# WHAT YOU HAVE TO DO
Present the lines of the listing from the very first one through the line containing "Give the outline of every instance of the distant" as a numbered list, skipping any blank lines.

# RECORDS FOR THIS TASK

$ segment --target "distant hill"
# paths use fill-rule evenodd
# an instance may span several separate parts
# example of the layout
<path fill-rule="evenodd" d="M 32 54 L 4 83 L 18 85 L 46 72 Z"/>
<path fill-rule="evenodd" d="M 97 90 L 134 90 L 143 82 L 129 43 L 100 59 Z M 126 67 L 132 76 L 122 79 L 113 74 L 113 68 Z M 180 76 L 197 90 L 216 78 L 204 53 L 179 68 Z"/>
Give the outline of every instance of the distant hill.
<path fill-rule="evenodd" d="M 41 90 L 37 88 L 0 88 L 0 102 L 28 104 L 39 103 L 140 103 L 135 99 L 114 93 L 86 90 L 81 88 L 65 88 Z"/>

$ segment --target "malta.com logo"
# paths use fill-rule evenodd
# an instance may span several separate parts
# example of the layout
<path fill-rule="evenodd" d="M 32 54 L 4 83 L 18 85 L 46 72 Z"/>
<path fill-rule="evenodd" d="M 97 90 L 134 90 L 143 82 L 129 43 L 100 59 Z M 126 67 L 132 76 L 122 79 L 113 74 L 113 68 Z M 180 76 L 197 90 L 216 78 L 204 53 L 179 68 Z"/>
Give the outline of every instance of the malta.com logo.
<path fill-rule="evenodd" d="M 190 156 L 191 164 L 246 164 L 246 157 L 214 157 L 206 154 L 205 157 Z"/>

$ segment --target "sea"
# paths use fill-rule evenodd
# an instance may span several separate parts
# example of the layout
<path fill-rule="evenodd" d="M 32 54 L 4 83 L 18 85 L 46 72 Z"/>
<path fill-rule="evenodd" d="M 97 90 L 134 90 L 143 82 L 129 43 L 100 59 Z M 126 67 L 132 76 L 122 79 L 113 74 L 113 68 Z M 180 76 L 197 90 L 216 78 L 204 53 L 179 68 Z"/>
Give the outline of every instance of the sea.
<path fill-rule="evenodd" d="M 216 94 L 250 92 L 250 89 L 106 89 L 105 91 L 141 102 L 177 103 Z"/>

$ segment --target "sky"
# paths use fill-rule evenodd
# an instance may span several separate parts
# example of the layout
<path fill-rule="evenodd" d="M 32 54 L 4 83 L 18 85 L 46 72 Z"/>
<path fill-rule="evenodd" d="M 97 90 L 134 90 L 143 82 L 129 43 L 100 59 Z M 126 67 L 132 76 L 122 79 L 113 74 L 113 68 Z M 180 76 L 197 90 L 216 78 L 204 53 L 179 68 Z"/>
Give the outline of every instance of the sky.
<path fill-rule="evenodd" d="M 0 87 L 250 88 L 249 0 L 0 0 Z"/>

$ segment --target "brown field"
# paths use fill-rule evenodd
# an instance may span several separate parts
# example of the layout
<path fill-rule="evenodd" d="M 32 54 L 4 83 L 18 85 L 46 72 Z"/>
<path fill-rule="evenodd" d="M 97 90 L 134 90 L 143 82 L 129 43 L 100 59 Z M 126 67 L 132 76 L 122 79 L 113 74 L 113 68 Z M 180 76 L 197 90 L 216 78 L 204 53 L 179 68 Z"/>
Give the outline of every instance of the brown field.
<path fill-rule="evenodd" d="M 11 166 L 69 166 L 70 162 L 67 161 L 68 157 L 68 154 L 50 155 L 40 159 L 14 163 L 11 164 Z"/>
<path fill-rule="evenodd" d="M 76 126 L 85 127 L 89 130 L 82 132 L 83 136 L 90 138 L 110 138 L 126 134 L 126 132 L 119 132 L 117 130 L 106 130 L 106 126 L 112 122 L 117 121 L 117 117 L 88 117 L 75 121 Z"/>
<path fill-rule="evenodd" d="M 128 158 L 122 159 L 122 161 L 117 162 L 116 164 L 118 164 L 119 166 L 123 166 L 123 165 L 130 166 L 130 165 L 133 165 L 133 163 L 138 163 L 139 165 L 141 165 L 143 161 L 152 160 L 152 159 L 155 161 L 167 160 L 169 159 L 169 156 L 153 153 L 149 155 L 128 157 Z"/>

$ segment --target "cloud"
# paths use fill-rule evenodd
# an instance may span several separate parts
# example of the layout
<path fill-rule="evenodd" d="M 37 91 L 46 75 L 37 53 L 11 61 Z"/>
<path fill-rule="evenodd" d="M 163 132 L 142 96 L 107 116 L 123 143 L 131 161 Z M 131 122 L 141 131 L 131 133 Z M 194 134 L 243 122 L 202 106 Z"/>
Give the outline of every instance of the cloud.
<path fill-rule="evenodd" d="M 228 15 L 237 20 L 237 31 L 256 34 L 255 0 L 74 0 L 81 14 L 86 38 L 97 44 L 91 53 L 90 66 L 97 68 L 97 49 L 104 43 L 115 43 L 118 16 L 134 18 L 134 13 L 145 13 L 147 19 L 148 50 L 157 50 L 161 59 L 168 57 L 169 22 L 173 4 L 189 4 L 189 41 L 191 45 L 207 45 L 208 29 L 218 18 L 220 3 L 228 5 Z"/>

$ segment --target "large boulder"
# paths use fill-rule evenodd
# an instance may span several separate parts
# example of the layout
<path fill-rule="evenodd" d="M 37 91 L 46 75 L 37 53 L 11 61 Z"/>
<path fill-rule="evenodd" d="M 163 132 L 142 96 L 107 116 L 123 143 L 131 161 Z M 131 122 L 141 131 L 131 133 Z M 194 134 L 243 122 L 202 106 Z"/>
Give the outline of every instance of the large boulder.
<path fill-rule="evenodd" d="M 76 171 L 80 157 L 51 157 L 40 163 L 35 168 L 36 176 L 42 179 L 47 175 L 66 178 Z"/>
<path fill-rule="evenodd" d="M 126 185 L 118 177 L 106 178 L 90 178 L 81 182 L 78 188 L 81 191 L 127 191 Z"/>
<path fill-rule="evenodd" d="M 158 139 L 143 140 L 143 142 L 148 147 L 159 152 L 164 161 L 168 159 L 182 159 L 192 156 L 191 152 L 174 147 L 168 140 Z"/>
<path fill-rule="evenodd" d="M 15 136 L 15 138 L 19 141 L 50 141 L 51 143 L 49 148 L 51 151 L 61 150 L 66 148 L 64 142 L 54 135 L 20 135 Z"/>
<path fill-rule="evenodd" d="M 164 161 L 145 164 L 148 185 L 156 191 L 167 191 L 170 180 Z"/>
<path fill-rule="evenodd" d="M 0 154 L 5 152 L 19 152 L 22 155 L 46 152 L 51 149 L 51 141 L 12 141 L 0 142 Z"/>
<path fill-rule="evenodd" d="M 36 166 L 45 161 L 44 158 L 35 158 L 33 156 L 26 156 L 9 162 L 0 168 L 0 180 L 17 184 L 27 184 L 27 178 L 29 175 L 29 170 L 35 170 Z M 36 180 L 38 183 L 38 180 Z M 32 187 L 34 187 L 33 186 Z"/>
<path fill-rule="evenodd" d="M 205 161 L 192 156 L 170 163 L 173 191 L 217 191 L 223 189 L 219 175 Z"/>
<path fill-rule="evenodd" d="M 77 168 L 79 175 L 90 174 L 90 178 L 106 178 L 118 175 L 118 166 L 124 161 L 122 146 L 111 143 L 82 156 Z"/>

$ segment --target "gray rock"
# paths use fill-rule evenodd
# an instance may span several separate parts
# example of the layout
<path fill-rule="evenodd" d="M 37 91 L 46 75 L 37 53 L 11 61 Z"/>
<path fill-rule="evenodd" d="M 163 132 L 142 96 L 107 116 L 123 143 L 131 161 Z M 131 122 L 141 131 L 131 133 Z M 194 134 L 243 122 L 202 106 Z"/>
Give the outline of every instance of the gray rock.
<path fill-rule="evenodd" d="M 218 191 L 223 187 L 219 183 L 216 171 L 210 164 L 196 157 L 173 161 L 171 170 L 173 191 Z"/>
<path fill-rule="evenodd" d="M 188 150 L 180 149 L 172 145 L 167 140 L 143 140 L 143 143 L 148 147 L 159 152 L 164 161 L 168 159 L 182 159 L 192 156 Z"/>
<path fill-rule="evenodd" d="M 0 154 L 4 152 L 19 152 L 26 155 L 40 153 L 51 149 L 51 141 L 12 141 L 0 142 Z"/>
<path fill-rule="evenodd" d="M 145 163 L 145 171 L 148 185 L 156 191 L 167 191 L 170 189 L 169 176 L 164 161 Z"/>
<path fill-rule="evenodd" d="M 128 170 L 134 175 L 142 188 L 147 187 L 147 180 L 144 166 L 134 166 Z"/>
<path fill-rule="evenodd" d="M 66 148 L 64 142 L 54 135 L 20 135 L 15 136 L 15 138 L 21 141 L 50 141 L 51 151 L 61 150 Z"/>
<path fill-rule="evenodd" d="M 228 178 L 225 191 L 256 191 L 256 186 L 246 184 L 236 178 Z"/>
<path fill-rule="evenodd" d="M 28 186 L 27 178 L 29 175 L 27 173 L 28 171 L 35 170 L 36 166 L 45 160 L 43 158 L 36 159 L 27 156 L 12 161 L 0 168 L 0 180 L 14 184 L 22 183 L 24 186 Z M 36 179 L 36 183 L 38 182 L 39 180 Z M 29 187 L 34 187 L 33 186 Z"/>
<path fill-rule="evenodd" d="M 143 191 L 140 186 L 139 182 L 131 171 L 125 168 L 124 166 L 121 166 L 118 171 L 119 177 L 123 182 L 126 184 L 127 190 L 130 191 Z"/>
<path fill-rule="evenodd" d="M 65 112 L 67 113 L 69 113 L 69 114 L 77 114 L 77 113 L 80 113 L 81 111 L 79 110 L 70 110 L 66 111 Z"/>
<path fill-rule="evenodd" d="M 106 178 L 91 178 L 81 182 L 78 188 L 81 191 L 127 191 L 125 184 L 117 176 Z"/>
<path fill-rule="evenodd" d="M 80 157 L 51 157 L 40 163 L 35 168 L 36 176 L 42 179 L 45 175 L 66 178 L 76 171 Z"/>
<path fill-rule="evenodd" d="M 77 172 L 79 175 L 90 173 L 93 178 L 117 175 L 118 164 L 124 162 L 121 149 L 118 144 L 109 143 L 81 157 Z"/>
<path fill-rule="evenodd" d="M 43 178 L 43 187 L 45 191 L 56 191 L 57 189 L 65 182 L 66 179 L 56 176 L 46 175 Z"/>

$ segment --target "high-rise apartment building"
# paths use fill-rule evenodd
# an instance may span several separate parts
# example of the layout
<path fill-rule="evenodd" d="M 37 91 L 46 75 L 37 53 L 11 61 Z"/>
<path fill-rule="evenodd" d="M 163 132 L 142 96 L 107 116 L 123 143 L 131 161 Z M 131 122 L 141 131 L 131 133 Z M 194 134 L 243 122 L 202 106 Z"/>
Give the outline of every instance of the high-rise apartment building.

# RESPONSE
1. $ segment --target "distant hill"
2. # paths use fill-rule evenodd
3. # an instance may span several separate parts
4. # example of the layout
5. <path fill-rule="evenodd" d="M 32 54 L 4 83 L 18 85 L 46 72 Z"/>
6. <path fill-rule="evenodd" d="M 97 90 L 134 90 L 143 82 L 129 43 L 100 59 Z M 126 67 L 132 76 L 122 79 L 113 74 L 113 68 Z M 180 76 L 197 90 L 216 78 L 204 53 L 179 68 Z"/>
7. Give the outline of every instance of the distant hill.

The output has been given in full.